READING TEXT START

The immense complexity in which DNAs, RNAs, proteins and other biomolecules interact amongst themselves, with one another, and the environment to bring about life processes motivates the mass collection of biomolecular data and data-driven modelling to gain insights into physiological phenomena. Recent predictive modelling efforts have focused on deep representation learning methods which offer a flexible modelling paradigm to handling high dimensional data at scale and incorporating inductive biases. The emerging field of representation learning on graph structured data opens opportunities to leverage the abundance of structured biomedical knowledge and data to improve model performance.

Grand international initiatives have been coordinated to organise and structure our growing knowledge about the interactions and putative functions of biomolecular entities using graphs and networks. This dissertation considers how we may use the inductive biases within recent graph representation learning methods to leverage these structures and incorporate biologically relevant relational priors into machine learning methods for biomedicine. We present contributions in two parts with the aim to foster research in this multidisciplinary domain and present novel methods that achieve strong performance through the use of distributional and relational inductive biases operating on graph-structured biomedical knowledge and data.

READING TEXT END
RECORD SET START

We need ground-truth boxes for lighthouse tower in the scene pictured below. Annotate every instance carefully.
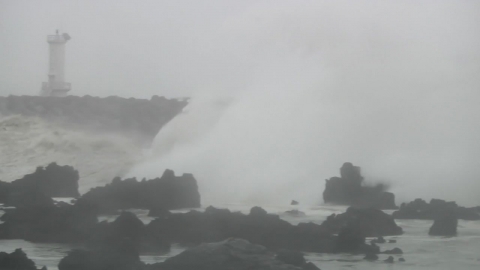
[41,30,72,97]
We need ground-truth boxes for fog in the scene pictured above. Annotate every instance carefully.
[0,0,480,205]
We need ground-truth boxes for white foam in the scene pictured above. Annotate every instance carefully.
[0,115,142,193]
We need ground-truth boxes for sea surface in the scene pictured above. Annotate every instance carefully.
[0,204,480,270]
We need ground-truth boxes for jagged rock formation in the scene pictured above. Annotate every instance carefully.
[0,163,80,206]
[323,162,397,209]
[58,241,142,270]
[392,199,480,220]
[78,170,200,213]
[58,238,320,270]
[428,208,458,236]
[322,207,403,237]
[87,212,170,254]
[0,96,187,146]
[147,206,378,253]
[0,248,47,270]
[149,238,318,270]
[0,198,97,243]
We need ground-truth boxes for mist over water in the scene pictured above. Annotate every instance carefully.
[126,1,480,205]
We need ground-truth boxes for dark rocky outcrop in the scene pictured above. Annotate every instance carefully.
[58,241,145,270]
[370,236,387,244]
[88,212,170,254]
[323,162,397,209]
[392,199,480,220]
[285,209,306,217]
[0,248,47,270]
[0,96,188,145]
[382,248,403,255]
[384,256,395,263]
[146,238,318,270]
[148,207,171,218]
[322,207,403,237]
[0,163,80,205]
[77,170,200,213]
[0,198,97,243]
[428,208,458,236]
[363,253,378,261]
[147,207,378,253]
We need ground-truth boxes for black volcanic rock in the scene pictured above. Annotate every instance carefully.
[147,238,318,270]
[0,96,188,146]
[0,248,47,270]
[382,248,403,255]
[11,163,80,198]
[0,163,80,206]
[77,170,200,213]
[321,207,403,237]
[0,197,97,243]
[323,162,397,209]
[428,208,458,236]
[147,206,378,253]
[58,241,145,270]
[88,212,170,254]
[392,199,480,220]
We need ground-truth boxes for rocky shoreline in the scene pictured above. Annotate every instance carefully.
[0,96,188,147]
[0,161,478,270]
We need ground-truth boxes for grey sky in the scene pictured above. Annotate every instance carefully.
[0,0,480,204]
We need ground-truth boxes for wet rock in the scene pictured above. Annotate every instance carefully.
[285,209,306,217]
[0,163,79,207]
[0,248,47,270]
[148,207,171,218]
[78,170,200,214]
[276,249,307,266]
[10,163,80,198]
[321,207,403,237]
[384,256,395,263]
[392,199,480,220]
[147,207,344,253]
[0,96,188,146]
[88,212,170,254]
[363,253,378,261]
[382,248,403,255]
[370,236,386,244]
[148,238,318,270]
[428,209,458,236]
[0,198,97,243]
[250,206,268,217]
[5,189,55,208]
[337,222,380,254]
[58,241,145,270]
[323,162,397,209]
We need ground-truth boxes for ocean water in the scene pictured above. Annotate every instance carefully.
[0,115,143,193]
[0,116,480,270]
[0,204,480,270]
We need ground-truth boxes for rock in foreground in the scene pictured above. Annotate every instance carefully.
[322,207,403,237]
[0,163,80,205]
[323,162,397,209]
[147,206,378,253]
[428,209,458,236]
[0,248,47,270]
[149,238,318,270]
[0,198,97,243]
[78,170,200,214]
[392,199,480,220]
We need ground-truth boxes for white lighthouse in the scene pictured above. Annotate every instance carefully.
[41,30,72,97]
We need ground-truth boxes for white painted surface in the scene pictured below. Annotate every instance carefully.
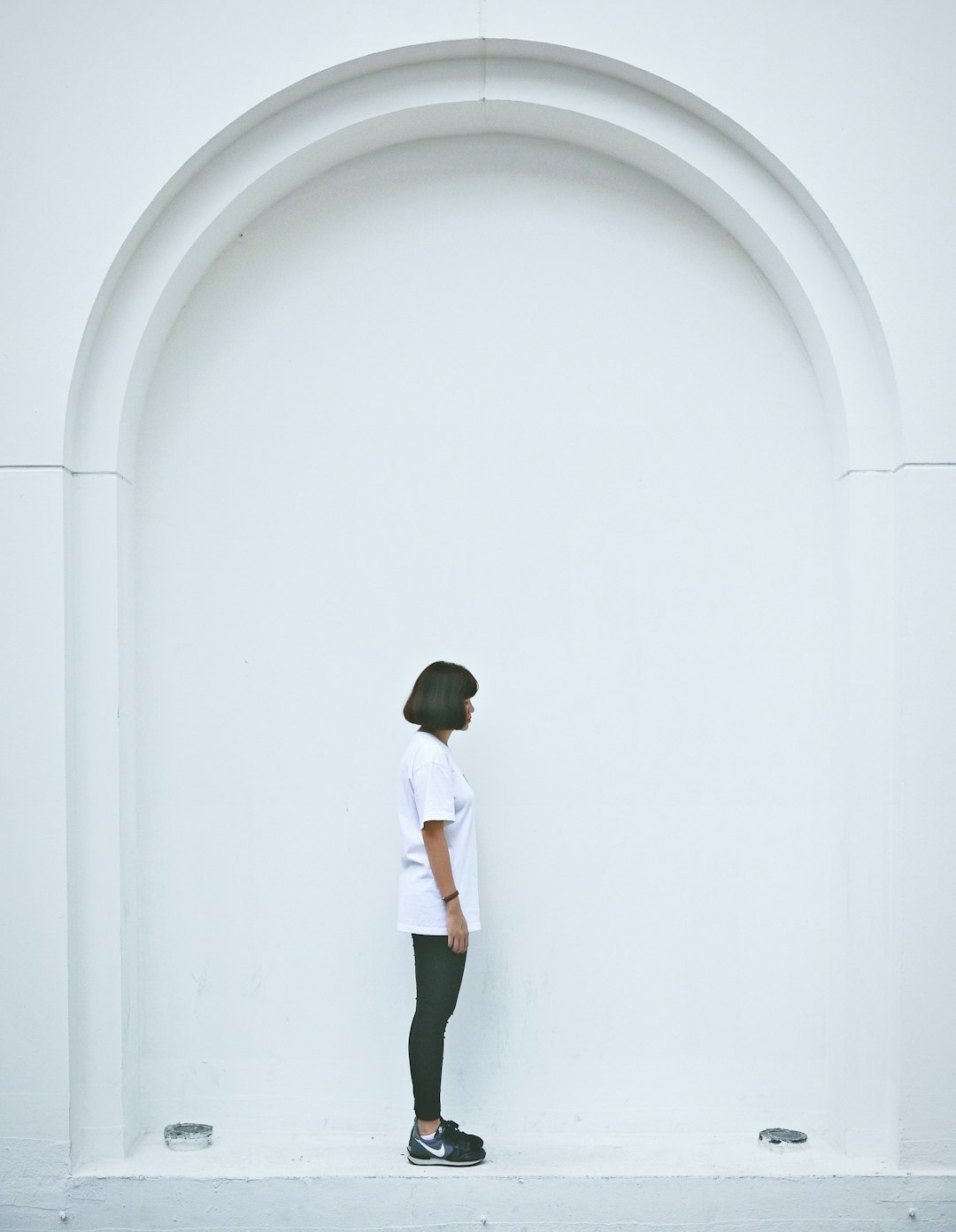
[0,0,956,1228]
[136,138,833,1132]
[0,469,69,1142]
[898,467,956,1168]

RECORD SET END

■ **REQUIRED ACTION**: Reproduce word for word the stretch of the biomedical graph learning text from "The immense complexity" through "improve model performance.".

■ **WRITTEN SOLUTION**:
The immense complexity in which DNAs, RNAs, proteins and other biomolecules interact amongst themselves, with one another, and the environment to bring about life processes motivates the mass collection of biomolecular data and data-driven modelling to gain insights into physiological phenomena. Recent predictive modelling efforts have focused on deep representation learning methods which offer a flexible modelling paradigm to handling high dimensional data at scale and incorporating inductive biases. The emerging field of representation learning on graph structured data opens opportunities to leverage the abundance of structured biomedical knowledge and data to improve model performance.